Jim’s Story – From an Institution to a Caring Community

Imagine being sent away from your family to live in an institution at the tender age of 4 or 5.

For Jim Forsythe, now 60, that was the sad reality for him and many other children with disabilities because families often had no other choices.

Jim sustained a disability at birth and was placed in an institution when he could no longer be cared for at home, said his brother Mike Cuppy. “I didn’t really have any interaction with Jim for many years,” added Mike, who is now his brother’s legal guardian.

Jim’s childhood in the institution was lonely and difficult. “Nobody taught him how to socialize,” said Jim’s sister-in-law Michele, adding he never went to school or learned to read or write. “He didn’t trust anybody,” she added. “It breaks my heart to know that he was that way for so long.”

When Jim was a teenager, he was moved from Cambridge to Faribault State Hospital. It was there that Mike and Michele began to visit him and would bring him home for holiday visits. In 1991 – when Jim was 28 – they finally were able to get him released and he moved to a group home in the Twin Cities. His life began to turn around.

Jim found community at Opportunity Partners-Karlins Center in Plymouth, where he thrives.

Saved entries

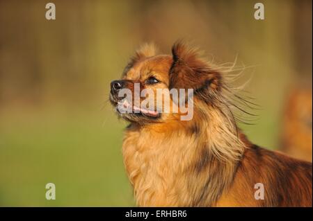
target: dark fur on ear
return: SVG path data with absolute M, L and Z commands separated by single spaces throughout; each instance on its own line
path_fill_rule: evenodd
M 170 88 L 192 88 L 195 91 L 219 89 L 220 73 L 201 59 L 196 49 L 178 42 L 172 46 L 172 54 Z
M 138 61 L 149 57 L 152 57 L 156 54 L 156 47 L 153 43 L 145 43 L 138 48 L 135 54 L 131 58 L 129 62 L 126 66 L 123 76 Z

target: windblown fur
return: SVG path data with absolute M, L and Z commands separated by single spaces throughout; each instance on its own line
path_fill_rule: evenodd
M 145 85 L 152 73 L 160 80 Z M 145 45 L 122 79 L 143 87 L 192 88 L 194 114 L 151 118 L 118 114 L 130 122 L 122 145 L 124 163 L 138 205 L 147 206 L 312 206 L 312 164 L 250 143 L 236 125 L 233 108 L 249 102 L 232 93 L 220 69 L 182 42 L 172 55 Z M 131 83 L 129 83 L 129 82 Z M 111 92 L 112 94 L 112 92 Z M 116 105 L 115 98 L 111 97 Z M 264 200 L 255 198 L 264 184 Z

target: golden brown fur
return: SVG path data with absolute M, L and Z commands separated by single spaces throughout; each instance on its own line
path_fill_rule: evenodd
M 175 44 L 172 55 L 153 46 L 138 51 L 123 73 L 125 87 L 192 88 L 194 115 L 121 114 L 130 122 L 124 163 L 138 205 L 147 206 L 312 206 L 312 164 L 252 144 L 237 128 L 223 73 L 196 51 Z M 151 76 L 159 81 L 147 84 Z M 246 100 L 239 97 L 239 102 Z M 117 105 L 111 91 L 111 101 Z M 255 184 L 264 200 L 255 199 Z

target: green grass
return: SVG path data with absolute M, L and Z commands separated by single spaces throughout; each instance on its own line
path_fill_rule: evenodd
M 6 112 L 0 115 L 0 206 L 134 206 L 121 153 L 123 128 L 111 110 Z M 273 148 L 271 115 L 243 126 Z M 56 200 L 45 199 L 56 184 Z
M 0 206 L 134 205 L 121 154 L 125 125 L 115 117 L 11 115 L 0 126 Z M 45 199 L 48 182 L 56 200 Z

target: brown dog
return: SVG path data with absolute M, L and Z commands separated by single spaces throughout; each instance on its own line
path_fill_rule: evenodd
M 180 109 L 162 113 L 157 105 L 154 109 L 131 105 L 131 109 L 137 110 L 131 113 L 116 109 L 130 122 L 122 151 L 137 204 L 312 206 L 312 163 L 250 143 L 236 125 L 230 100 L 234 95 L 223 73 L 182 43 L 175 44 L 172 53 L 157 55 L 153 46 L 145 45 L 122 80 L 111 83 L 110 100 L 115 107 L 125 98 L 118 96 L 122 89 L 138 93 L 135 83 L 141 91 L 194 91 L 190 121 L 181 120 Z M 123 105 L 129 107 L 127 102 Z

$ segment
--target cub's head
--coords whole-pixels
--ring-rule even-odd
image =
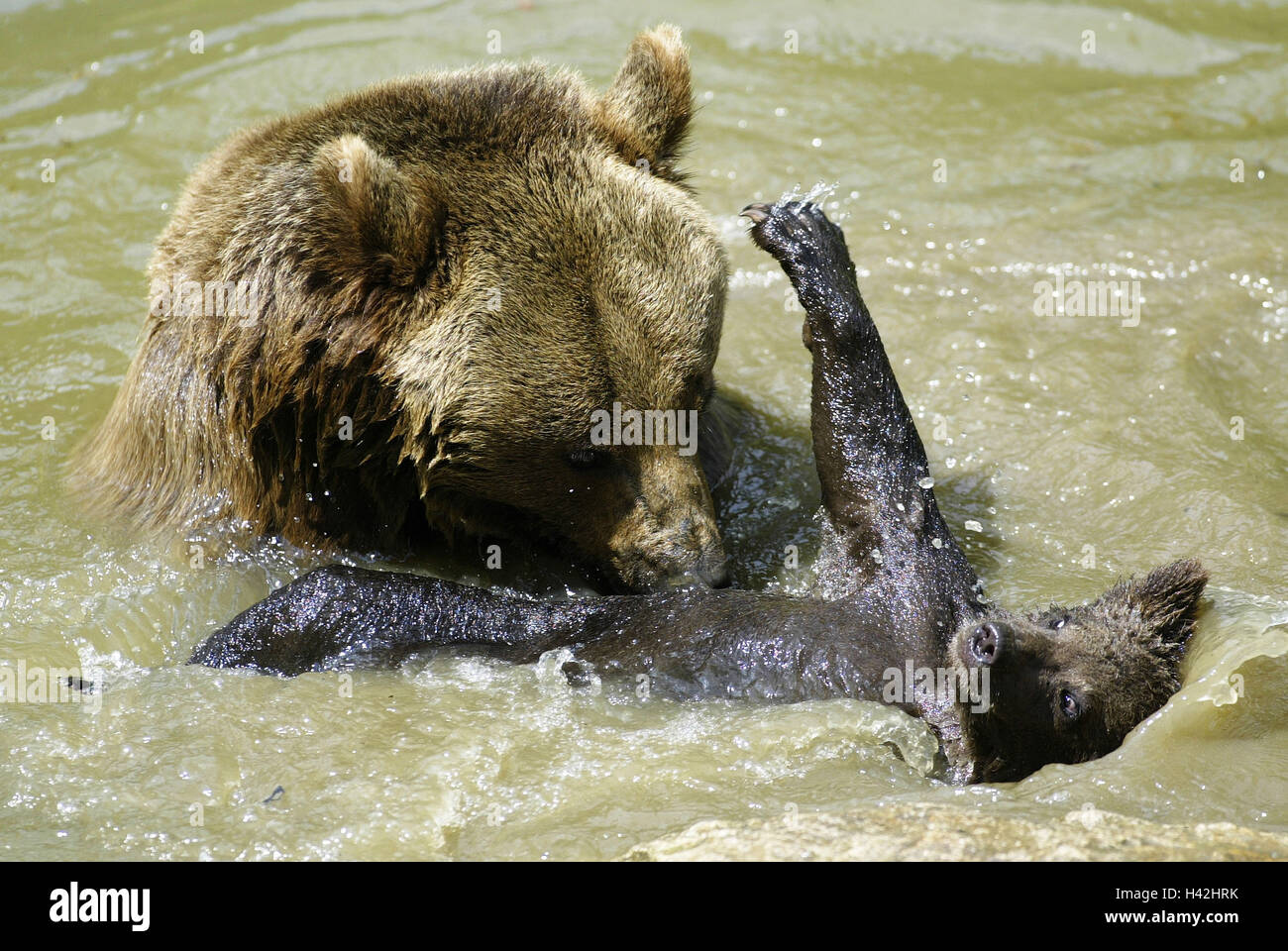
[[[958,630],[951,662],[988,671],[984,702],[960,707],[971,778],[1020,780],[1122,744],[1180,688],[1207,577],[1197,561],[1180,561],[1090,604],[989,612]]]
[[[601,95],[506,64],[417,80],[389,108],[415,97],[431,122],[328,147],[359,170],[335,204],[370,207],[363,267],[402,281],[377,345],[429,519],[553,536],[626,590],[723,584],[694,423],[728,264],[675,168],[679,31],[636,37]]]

* * *

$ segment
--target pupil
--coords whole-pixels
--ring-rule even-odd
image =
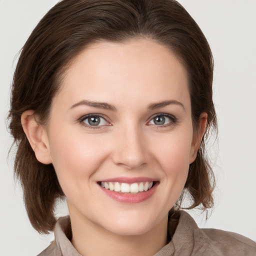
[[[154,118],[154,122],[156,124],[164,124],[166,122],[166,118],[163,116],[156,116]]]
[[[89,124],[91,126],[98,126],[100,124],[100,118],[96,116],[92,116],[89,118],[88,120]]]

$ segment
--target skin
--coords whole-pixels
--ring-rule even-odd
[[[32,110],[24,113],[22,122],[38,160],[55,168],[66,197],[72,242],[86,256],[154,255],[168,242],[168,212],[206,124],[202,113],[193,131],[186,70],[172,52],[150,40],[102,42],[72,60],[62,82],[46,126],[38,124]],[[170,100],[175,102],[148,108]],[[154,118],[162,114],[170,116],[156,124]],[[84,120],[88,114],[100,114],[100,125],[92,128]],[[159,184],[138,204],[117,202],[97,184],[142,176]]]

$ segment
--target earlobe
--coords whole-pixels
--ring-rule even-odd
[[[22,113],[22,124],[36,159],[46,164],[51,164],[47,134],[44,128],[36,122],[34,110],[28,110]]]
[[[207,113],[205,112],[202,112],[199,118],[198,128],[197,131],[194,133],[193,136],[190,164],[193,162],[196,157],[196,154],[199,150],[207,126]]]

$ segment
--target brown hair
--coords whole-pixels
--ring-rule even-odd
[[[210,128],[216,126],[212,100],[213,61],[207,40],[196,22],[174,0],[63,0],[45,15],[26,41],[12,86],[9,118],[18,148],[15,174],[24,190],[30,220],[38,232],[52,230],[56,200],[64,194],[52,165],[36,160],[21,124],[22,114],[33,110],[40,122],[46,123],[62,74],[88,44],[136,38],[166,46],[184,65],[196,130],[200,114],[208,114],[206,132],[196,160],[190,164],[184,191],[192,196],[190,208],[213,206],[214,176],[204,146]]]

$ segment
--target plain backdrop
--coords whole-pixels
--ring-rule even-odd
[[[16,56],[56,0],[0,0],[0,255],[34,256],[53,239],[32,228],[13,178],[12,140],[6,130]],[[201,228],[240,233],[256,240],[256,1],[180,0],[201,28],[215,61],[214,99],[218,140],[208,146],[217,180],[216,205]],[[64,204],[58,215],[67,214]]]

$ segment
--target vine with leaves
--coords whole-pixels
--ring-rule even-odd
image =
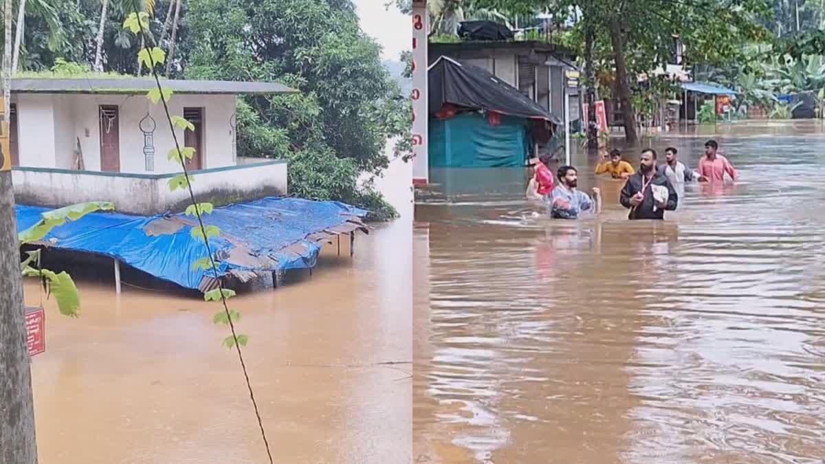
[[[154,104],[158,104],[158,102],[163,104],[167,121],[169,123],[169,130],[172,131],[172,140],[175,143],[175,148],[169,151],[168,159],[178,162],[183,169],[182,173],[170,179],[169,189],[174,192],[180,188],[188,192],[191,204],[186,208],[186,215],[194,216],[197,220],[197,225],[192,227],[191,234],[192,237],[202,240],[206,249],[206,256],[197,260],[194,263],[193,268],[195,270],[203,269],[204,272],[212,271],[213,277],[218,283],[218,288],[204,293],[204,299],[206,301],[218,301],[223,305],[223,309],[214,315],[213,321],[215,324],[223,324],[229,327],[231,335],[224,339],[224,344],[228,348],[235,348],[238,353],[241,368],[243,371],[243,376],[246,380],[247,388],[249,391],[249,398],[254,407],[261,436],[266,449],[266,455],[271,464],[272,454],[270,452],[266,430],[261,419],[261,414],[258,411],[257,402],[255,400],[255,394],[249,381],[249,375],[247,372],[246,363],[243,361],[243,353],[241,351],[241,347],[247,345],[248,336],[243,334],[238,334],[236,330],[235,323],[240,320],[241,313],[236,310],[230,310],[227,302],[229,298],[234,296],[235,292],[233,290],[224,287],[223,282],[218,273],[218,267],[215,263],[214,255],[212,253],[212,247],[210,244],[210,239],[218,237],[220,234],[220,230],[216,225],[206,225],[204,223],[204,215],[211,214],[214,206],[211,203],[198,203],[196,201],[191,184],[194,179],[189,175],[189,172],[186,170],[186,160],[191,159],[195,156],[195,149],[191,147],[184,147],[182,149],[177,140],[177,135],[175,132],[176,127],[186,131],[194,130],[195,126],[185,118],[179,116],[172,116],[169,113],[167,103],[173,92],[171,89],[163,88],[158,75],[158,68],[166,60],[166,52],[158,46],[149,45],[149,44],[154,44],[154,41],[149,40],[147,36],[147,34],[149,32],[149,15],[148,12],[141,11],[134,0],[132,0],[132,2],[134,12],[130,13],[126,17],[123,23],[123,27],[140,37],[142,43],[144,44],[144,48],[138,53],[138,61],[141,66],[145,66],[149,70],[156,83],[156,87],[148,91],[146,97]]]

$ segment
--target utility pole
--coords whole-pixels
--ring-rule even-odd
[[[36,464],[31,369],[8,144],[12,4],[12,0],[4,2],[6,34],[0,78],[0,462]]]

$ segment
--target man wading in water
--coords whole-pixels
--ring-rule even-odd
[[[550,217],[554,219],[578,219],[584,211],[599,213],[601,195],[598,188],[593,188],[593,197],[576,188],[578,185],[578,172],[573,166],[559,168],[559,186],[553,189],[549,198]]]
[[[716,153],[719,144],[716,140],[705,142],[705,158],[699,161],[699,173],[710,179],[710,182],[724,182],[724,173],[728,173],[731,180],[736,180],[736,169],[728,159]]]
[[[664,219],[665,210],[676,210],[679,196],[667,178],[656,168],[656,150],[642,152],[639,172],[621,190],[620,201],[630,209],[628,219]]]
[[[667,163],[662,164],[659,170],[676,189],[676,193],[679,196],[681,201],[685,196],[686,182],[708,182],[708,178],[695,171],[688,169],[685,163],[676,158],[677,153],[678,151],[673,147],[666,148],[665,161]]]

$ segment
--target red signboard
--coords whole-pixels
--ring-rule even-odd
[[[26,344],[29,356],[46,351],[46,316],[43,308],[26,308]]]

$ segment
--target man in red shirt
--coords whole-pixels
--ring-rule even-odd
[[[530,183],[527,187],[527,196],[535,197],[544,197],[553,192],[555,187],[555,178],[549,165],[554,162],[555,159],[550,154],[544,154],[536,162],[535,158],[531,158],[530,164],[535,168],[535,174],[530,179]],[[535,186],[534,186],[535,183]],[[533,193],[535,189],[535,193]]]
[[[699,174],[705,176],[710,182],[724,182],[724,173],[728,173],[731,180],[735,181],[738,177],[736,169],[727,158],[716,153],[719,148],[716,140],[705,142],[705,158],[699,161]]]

ACTIVITIES:
[A] Translate this sentence from Jim's story into Spanish: "Jim’s childhood in the institution was lonely and difficult."
[B] List every person named in Jim's story.
[C] Print the part of Jim's story that opens with the words "Jim’s Story –" and closes with "no other choices.".

RESULTS OF THE TASKS:
[A] La infancia de Jim en la institución fue solitaria y difícil.

[B] Jim Forsythe, Mike Cuppy, Michele

[C]
Jim’s Story – From an Institution to a Caring Community

Imagine being sent away from your family to live in an institution at the tender age of 4 or 5.

For Jim Forsythe, now 60, that was the sad reality for him and many other children with disabilities because families often had no other choices.